I’m not sure what happened but when I signed up for partner day originally there was a full-on technical track for today, which was my main reason for attending – this seems to have vanished without a trace and the remaining sessions are a mix of sales/business/competitive and partner sessions with what look to be some high-level tech session later today – this is a bit disappointing and I’ve not seen anything in the run up to say this was going to be the case, ah well I’m sure there will be some useful information anyway.
There was some interesting positioning of virtualization which I’ve not seen spelled out before – positioning it as enabling the “software mainframe”, building a large, reliable compute resource but using industry standard building blocks, reducing proprietaryness (new word I have invented) like you have with traditional mainframes (ICL, IBM, etc.) through standardisation of constituent parts (no single vendor tie-in).
in the keynote Paul outlined VMware’s key initiatives going forward;
- VDC-OS – foundation for the cloud; internal now, enabling…
- vCloud –
- Service Provider targeted,
- build clouds using VDC-OS tech
- allows eventual federation
- reduce proprietaryness (choice)
- VMware Working with standards bodies
- Desktop as a service (DaaS) – programme started with VMware View and ThinApp products, 2009 full rollout of full suite
- People stay, devices come and go
- Current model is device centric, move to user-centric (provision users not PCs.
- Abstract the underlying plumbing through virtualization
- Currently centralised / server hosted only Thin-Client/VDI
- Mobile
- Client hypervisor – make seamless replication of environment delivery and data between server based and local and sync data back
- VMware view – DaaS thin & thick clients with central mgmt.
- take advantage of de-duplication
- currently PCoIP (PC over IP – remote desktop) – blade PCs etc
- Trickle data changes back to cloud (less device dependency)

AVAILABLE RECORDS:

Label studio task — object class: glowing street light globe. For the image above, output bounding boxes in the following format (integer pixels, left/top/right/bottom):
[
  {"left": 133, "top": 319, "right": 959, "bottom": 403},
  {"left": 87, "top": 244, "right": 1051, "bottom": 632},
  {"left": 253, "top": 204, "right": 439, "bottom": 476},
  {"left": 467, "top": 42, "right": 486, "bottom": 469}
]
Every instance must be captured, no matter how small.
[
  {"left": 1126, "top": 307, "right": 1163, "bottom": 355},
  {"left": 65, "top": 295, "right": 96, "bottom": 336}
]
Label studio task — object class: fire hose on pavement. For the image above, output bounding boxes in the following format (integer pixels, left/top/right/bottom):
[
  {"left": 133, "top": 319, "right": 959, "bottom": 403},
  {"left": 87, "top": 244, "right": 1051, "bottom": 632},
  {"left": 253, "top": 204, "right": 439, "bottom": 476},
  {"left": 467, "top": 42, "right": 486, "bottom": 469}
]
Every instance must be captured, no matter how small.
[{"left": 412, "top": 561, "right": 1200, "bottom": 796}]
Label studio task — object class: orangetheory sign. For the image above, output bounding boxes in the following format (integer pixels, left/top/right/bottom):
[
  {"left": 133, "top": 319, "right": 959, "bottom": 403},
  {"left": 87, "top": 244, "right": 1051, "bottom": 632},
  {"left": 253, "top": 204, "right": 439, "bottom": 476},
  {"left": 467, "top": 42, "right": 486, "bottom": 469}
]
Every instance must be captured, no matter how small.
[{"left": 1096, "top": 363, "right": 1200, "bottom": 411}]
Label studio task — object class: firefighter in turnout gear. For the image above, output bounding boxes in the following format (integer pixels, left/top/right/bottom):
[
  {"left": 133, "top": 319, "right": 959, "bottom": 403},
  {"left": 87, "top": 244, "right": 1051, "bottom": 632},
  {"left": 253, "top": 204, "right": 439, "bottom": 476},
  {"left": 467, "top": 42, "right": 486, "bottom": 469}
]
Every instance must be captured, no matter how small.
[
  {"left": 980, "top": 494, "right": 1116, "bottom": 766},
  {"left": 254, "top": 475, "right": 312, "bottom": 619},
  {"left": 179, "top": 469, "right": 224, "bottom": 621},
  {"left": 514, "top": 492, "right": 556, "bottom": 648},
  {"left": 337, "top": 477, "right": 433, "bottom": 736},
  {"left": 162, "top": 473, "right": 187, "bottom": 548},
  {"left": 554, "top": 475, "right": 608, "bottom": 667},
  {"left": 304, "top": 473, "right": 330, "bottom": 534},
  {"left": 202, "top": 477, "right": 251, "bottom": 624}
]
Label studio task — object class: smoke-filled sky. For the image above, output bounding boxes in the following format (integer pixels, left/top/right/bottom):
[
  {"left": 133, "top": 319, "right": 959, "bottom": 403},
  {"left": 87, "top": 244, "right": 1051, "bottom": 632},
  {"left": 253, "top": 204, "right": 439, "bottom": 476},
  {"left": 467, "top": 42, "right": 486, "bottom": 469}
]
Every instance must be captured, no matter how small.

WHAT YOU NEED TO DO:
**a.** Reproduce the passage of the partner day notes that begins at the words "- VMware Working" and stops after "(less device dependency)".
**b.** Write out the lines of the entries verbatim, beginning at the line that has "Label studio task — object class: smoke-filled" and stopping after the last line of the entries.

RESPONSE LIST:
**a.**
- VMware Working with standards bodies
- Desktop as a service (DaaS) – programme started with VMware View and ThinApp products, 2009 full rollout of full suite
- People stay, devices come and go
- Current model is device centric, move to user-centric (provision users not PCs.
- Abstract the underlying plumbing through virtualization
- Currently centralised / server hosted only Thin-Client/VDI
- Mobile
- Client hypervisor – make seamless replication of environment delivery and data between server based and local and sync data back
- VMware view – DaaS thin & thick clients with central mgmt.
- take advantage of de-duplication
- currently PCoIP (PC over IP – remote desktop) – blade PCs etc
- Trickle data changes back to cloud (less device dependency)

**b.**
Label studio task — object class: smoke-filled sky. For the image above, output bounding boxes in the following format (integer pixels, left/top/right/bottom):
[
  {"left": 133, "top": 319, "right": 959, "bottom": 403},
  {"left": 87, "top": 244, "right": 1051, "bottom": 632},
  {"left": 253, "top": 204, "right": 439, "bottom": 476},
  {"left": 467, "top": 42, "right": 486, "bottom": 469}
]
Every instance must be captured, no matter how small.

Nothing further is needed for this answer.